» Aim of the task: Reproduce the full listing that appears beneath this instruction exactly.

[Lines of data]
.....

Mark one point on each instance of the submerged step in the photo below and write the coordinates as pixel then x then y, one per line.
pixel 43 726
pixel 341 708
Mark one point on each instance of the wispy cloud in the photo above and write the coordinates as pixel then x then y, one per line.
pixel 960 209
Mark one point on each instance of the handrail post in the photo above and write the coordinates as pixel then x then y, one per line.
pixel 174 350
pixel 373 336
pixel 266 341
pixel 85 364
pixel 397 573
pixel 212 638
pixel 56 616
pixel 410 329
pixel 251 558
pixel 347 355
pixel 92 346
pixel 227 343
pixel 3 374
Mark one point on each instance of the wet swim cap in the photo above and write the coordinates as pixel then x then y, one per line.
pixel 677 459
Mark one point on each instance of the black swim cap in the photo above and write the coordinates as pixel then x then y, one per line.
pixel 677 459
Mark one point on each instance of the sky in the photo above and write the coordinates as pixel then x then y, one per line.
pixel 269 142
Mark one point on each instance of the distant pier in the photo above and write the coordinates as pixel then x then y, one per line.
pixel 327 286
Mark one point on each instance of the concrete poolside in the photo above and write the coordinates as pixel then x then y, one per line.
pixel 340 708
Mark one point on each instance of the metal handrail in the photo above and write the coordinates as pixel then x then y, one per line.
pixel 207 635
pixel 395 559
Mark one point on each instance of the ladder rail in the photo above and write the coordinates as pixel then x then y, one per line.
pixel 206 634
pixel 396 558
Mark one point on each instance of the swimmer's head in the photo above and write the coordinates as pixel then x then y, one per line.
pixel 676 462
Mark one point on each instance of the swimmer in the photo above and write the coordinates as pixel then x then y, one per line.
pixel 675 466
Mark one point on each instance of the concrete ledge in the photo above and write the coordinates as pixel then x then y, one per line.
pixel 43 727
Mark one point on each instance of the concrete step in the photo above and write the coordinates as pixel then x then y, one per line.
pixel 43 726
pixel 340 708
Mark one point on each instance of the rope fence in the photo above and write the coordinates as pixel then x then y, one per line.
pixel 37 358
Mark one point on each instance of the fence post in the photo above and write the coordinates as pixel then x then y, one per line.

.....

» Reply:
Mark one point on each instance of the submerged step in the photo below and write the coordinates as pixel then x then y, one per line.
pixel 43 726
pixel 341 708
Mark one point on each instance of the wispy cloud in the photo above and write the coordinates as pixel then x then y, one per line.
pixel 960 209
Mark one point on each instance of the handrail post in the photo above and write the coordinates as pixel then x then y, one per line.
pixel 174 350
pixel 373 336
pixel 266 341
pixel 85 364
pixel 397 573
pixel 212 638
pixel 56 616
pixel 410 329
pixel 251 558
pixel 347 355
pixel 92 346
pixel 227 343
pixel 3 374
Mark one point on each instance of the wet swim cap in the photo above and write the coordinates as pixel then x then y, one per line.
pixel 677 459
Mark one point on each instance of the black swim cap in the photo above and write the coordinates as pixel then x then y, one per line.
pixel 677 459
Mark one point on each instance of the sky in the photo above and write the coordinates as pixel then x then y, one per line.
pixel 269 142
Mark one point on each instance of the distant pier in the photo above and write the coordinates as pixel then x then y, one per line.
pixel 327 286
Mark one point on each instance of the concrete poolside in the photo above and write the coordinates as pixel then x then y, one per line.
pixel 340 708
Mark one point on each instance of the metal handrail in the photo above and write the coordinates as pixel then x then y, one per line.
pixel 207 635
pixel 395 559
Mark one point on each instance of the ladder rail in the photo above and write the coordinates as pixel then x then y, one per line.
pixel 206 634
pixel 396 558
Mark one point on each instance of the swimmer's head in the photo above and write the coordinates as pixel then x then y, one per line.
pixel 676 462
Mark one point on each instance of the swimmer in the photo above and write the coordinates as pixel then x then y, one per line.
pixel 675 466
Mark one point on each instance of the concrete ledge in the photo above and write the coordinates as pixel then x then y, one per line.
pixel 43 727
Mark one point on each instance of the concrete step in the photo above and write the coordinates as pixel then x then y, one per line.
pixel 43 726
pixel 340 708
Mark one point on each instance of the rope fence in the photo above and write the coordinates as pixel then x then y, one per line.
pixel 37 358
Mark one point on each instance of the fence post in the photo above and write the coordinates as pixel then x then y, one per line.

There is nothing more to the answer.